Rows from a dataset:

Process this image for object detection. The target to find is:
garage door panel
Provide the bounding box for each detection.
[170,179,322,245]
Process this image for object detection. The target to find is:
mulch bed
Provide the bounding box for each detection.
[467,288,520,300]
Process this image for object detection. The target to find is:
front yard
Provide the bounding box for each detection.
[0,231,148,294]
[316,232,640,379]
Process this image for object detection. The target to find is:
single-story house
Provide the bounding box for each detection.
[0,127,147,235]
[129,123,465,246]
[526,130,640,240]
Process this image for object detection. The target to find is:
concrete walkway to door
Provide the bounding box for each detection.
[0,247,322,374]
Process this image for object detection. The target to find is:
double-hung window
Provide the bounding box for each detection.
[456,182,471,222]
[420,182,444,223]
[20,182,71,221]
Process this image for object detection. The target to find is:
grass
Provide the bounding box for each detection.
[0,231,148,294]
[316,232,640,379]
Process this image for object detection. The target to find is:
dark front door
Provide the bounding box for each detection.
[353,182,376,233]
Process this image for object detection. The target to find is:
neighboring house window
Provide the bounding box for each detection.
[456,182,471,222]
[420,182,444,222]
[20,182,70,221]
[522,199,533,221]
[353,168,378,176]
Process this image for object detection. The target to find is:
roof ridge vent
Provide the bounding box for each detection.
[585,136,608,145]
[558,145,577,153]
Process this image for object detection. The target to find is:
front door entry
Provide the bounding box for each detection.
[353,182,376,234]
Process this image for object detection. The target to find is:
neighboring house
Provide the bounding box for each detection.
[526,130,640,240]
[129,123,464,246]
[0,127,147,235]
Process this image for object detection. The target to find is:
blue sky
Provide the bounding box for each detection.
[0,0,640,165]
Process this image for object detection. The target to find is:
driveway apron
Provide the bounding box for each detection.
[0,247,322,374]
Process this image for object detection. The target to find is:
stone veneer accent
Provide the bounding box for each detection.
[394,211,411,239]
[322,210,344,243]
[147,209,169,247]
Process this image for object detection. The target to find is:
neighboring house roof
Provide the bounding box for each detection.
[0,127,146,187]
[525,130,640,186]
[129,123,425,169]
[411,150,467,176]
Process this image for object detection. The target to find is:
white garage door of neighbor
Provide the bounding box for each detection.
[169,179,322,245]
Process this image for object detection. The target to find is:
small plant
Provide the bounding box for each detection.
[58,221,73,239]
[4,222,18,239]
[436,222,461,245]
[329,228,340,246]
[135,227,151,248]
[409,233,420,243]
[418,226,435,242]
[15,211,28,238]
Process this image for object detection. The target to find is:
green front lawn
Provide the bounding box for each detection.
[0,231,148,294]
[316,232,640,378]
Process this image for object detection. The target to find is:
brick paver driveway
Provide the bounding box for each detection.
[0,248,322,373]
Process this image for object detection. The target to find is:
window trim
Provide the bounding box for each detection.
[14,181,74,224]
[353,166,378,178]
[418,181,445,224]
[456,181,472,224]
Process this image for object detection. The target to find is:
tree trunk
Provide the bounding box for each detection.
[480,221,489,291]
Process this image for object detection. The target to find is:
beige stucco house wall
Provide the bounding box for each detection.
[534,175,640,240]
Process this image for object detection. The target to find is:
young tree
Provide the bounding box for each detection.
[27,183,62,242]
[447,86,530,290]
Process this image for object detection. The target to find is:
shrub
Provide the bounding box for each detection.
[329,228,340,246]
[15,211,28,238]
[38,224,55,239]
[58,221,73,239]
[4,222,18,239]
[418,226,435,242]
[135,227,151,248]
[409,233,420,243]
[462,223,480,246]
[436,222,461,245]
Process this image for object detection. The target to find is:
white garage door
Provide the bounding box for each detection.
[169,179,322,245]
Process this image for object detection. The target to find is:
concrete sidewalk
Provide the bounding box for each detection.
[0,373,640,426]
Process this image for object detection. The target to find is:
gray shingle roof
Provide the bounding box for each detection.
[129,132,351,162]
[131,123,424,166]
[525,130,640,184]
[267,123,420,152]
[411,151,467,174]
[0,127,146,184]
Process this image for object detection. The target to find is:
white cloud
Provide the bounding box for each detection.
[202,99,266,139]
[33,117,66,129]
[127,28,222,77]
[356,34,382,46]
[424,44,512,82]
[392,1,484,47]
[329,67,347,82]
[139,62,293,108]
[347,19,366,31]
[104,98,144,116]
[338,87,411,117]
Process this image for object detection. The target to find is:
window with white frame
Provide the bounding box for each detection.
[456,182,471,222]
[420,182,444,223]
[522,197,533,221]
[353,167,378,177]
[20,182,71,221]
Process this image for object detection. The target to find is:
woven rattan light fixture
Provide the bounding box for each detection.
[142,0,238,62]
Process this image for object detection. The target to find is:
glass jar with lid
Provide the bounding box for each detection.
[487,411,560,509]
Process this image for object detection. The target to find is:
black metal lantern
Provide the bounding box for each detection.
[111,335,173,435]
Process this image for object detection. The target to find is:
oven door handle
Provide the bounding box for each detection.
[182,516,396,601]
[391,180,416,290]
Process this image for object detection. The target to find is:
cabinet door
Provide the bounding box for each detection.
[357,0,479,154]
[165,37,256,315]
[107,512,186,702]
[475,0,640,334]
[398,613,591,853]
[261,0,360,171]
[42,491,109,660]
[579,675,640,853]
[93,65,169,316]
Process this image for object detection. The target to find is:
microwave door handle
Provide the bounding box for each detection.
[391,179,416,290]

Aim: Print all of the data above again, line for line, without changing anything.

Reply:
Process this image for object detection. The target to find is:
garage door panel
Provide the bounding box for each detection.
[170,179,322,245]
Process this image for object detection. The target to find is:
mulch bed
Provide the bounding box for each detection.
[467,288,520,300]
Process this image for object detection. The target to find is:
front yard
Provide the bounding box for each detection.
[0,231,148,294]
[316,232,640,379]
Process this image for object detection. The target to find is:
single-story house
Provide the bounding box for each detection.
[0,127,147,235]
[129,123,465,246]
[526,130,640,240]
Process this image for object detection. The target to find is:
concrete walkway to door
Provide the bounding box for each detection.
[0,247,322,374]
Process this image for object detection. The target to find is:
double-hung window
Provide the bounding box for each detection.
[456,182,471,222]
[420,182,444,223]
[20,182,71,221]
Process this image for object detection. The target to find is:
grass
Provide the bounding box for each detection.
[0,231,148,294]
[316,232,640,379]
Process this image for object detection. The target to find is:
dark front door
Provide the bounding box for each detection.
[353,182,376,233]
Process this image for object detection. The target to find is:
neighboring house window
Provide the bounding box for each detection.
[456,182,471,222]
[420,182,444,222]
[20,182,70,221]
[522,199,533,221]
[353,168,378,176]
Process this image for object detection. The target to find is:
roof ridge vent
Provide the bounding box for each detection.
[585,136,608,145]
[558,145,577,153]
Process this image for object detection. The target to find is:
front door entry
Provide the bounding box for each detection.
[353,182,376,234]
Process this image for object detection. The target to find is:
neighboring house
Provide the bounding box for each detection.
[526,130,640,240]
[129,123,464,246]
[0,127,147,235]
Process this image for object detection. The target to find is:
blue sky
Provide the bounding box for each detection.
[0,0,640,165]
Process this image for object detection. The target to find is:
driveway apron
Provide the bounding box for each detection.
[0,247,322,374]
Process this image for object detection. The target to find is:
stone veneer accent
Provide the bounding box for each detection.
[394,211,411,239]
[322,210,344,243]
[147,209,169,247]
Process this image for object detection. The target to find is:
neighboring house roof
Provide the bounding box for each detection.
[0,127,146,187]
[525,130,640,186]
[129,123,425,169]
[411,150,467,176]
Process this image for object detection. The target to find is:
white garage door of neighbor
Provide the bounding box for each detection.
[169,179,322,245]
Process this image for object detection. The target to find is:
small plant
Provide the bounding box for each detection.
[58,221,73,239]
[4,222,18,239]
[436,222,461,245]
[329,228,340,246]
[135,227,151,248]
[409,233,420,243]
[418,226,435,242]
[15,211,28,238]
Process this image for object detection. The target to find is:
green front lawn
Provide the bounding box for each detection.
[0,231,148,294]
[316,232,640,378]
Process this image for object detection. The target to find is:
brick paver driveway
Provide the bounding box for each detection.
[0,248,322,373]
Process this image for object detection. The target to find is:
window trim
Provide the bounding box for each detection.
[14,181,74,224]
[353,166,378,178]
[418,181,445,224]
[456,181,472,224]
Process this image for object detection. The target to find is:
tree trunk
Provide the bounding box for each detection.
[480,221,489,291]
Process this image for object detection. The target to find is:
beige stucco house wall
Provide the bounding box for each detection.
[534,175,640,240]
Process this image for object detection. The target to find is:
young tree
Provide the bounding box for each detection.
[27,183,62,242]
[447,86,530,290]
Process this image for object detection. The target to find is:
shrub
Provide the bounding box for each detection.
[329,228,340,246]
[15,211,28,238]
[38,224,55,239]
[58,221,73,239]
[4,222,18,239]
[418,226,435,242]
[135,227,151,248]
[409,233,420,243]
[462,223,480,246]
[436,222,461,245]
Process this image for object detection. The target to find is:
white garage door
Provide the bounding box for each detection.
[169,179,322,245]
Process this image for object detection. The target to find is:
concrete sidewalk
Provide the bounding box for each detection.
[0,373,640,426]
Process this image for object detection. The target to find is:
gray shingle roof
Provide the bounding box for each detection.
[129,132,351,162]
[131,123,424,166]
[525,130,640,184]
[267,123,420,152]
[411,151,467,174]
[0,127,146,184]
Process this image for object detection. The target to find is:
white cloud
Provide the bounding box for each detection.
[202,99,266,139]
[33,117,66,129]
[127,28,222,77]
[356,34,382,46]
[424,44,512,82]
[392,1,484,47]
[329,67,347,82]
[139,62,293,108]
[347,19,366,31]
[104,98,144,116]
[338,87,411,117]
Process this image for object detection. The target to find is:
window with white frame
Provide the bounding box for each detection.
[456,182,471,222]
[420,182,444,223]
[522,197,533,221]
[353,167,378,177]
[20,182,71,221]
Process this image for object detection. The target to find is:
woven rattan light fixture
Provide the bounding box for each detection.
[142,0,238,62]
Process this image for object detection. The target to find is:
glass jar with lid
Provide the bounding box for each detection.
[487,411,560,509]
Process this image for object detection. The target to find is:
black metal lantern
Provide the bounding box for each detection.
[111,335,173,435]
Process this image for object detection. The target to find is:
oven door handle
Provide the bounding box for each detection.
[182,516,396,601]
[391,180,416,290]
Process this image for object detection. The target to find is:
cabinet door
Provide the bounding box for each detection.
[357,0,479,154]
[165,37,256,315]
[107,512,186,702]
[475,0,640,334]
[398,613,591,853]
[261,0,360,171]
[42,491,109,660]
[579,675,640,853]
[93,65,169,316]
Process this image for object detection. The target to find is:
microwave door handle
Provide the bounding box for each detection.
[391,179,416,290]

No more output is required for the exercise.